• **Given request**:
Retype every line of the listing below, keeping each character, space, and line break unchanged.

-- Start of Supplied material --

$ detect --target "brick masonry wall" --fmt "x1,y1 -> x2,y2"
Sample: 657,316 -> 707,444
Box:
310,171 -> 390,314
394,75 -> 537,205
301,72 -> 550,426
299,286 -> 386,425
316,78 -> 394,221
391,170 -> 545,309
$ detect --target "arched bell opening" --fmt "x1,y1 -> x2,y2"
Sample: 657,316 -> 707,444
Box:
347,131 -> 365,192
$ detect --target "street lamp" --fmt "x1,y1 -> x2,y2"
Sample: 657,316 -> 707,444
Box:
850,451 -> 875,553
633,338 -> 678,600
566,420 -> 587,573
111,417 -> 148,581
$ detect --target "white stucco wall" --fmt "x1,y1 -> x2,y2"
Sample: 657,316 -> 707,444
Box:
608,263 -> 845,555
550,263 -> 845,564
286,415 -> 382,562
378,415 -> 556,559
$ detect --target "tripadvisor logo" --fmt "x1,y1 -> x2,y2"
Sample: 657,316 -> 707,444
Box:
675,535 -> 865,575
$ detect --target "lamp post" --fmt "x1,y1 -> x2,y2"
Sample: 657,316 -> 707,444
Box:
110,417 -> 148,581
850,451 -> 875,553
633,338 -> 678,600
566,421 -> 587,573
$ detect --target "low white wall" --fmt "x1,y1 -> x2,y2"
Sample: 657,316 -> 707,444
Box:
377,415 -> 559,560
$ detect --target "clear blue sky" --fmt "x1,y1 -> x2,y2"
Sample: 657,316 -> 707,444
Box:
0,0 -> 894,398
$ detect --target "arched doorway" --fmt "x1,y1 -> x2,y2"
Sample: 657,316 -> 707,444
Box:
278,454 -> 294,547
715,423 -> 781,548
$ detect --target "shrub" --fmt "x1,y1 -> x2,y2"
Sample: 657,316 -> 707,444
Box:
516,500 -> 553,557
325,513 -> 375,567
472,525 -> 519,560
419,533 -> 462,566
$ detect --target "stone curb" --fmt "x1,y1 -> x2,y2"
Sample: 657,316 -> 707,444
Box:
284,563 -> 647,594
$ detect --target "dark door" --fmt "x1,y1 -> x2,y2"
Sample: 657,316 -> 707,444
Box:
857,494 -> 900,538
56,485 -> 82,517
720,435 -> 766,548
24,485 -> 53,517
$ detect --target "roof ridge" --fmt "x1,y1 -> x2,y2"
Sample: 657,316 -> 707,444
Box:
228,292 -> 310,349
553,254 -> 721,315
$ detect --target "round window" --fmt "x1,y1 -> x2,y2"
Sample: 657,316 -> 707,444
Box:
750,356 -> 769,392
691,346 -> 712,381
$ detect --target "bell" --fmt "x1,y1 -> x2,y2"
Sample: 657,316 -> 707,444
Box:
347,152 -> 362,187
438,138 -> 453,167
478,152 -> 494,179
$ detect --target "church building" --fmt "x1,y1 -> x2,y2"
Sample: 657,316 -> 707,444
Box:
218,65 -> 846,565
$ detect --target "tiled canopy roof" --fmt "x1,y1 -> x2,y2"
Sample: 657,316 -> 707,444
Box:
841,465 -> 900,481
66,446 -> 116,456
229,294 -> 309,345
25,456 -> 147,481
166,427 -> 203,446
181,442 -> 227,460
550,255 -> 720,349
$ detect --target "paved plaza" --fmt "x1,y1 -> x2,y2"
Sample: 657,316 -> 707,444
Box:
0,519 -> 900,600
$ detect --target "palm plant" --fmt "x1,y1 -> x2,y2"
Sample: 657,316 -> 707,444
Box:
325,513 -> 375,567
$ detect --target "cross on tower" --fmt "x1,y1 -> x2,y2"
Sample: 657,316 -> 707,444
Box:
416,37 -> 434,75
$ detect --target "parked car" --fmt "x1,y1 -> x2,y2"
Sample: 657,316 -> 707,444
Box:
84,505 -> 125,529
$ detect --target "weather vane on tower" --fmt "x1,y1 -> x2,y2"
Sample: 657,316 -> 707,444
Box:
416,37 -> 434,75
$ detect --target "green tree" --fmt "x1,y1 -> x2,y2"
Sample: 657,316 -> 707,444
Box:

-- End of Supplied material --

• **The completed task**:
$ detect --target "brick masonry wall" --fmt "x1,y1 -> x2,y2"
Sample: 657,316 -> 707,444
Box:
310,171 -> 390,314
394,75 -> 537,205
301,72 -> 550,426
299,286 -> 386,425
316,78 -> 394,221
391,170 -> 545,309
$ detect --target "arched bell opening" --fmt "x1,y1 -> x2,y2"
Sample: 657,316 -> 707,444
Box:
347,131 -> 365,192
$ detect --target "street lamp" --fmt "x1,y1 -> x2,y2"
Sample: 657,316 -> 707,444
Box:
850,451 -> 875,553
633,338 -> 678,600
566,420 -> 587,573
111,417 -> 148,581
$ detect --target "white stucco wall" --fmt "x1,y1 -> x2,y2"
Sample: 657,316 -> 707,444
Box:
608,263 -> 845,555
550,263 -> 845,564
286,415 -> 382,562
378,415 -> 556,559
$ detect --target "tripadvisor logo" --fmt "x1,y1 -> x2,y2"
Sample: 657,316 -> 707,444
Box:
675,535 -> 865,575
$ detect --target "lamp post" --fmt "x1,y1 -> x2,y2"
Sample: 657,316 -> 707,444
Box:
110,417 -> 148,581
850,451 -> 875,553
633,338 -> 678,600
566,421 -> 587,573
$ detect --target "low white wall" --fmt "x1,y1 -> x2,y2"
Sample: 657,316 -> 707,444
Box:
377,415 -> 559,560
$ detect --target "clear blue sky" --fmt "x1,y1 -> x2,y2"
Sample: 657,316 -> 707,444
Box:
0,0 -> 894,398
$ detect --target "arched doorway" --fmt "x1,y1 -> x2,y2"
Sample: 657,316 -> 707,444
Box:
278,454 -> 294,547
715,423 -> 781,548
$ detect --target "shrub" --fmt "x1,y1 -> x2,y2"
Sample: 657,316 -> 707,444
Box:
516,500 -> 553,557
325,513 -> 375,567
472,525 -> 519,560
419,533 -> 462,566
$ detect --target "stone curb" --fmt "x1,y1 -> x2,y2"
Sample: 657,316 -> 707,444
Box:
284,563 -> 647,594
$ detect --target "dark door" --fmt "x1,y1 -> x2,y2"
Sample: 657,316 -> 707,444
Box:
857,494 -> 900,538
56,485 -> 82,517
720,435 -> 766,548
24,485 -> 53,517
$ detect --target "roof ridge" --fmt "x1,y1 -> x2,y2"
Sample: 657,316 -> 707,444
Box:
228,292 -> 310,349
553,254 -> 721,315
$ detect --target "round window" --fmt "x1,y1 -> x2,y2"
Sample: 657,316 -> 707,444
Box:
750,356 -> 769,392
691,346 -> 712,381
$ detect --target "bell" --fmt "x1,y1 -> x2,y2"
Sample: 657,316 -> 707,444
Box:
347,152 -> 362,187
438,138 -> 453,167
478,152 -> 494,179
$ detect --target "church building" --fmt "x1,y1 -> x2,y2"
Sample: 657,316 -> 707,444
Box:
218,65 -> 846,565
$ detect --target "tiled canopy roof" --fmt "x1,y1 -> x2,y2"
Sample: 657,316 -> 707,444
Box:
841,465 -> 900,481
66,446 -> 116,456
229,294 -> 309,345
25,456 -> 147,481
166,427 -> 203,446
181,442 -> 227,460
550,255 -> 720,349
$ detect --target "paved plaza" --fmt "x1,y1 -> x2,y2"
Sample: 657,316 -> 707,444
Box:
0,519 -> 900,600
$ detect --target "palm plant" --fmt "x1,y1 -> x2,y2"
Sample: 657,316 -> 707,444
Box:
325,513 -> 375,567
$ detect --target "cross on tower" --fmt "x1,y1 -> x2,y2"
Sample: 657,316 -> 707,444
Box:
416,37 -> 434,75
$ detect --target "parked car" --fmt "x1,y1 -> x2,y2"
Sample: 657,316 -> 707,444
Box:
84,505 -> 125,529
$ detect --target "weather vane on tower" --fmt "x1,y1 -> x2,y2"
Sample: 657,316 -> 707,444
Box:
416,37 -> 434,75
$ detect --target "green tree" --fmt "x1,y1 -> x2,y2"
Sample: 657,316 -> 707,444
Box:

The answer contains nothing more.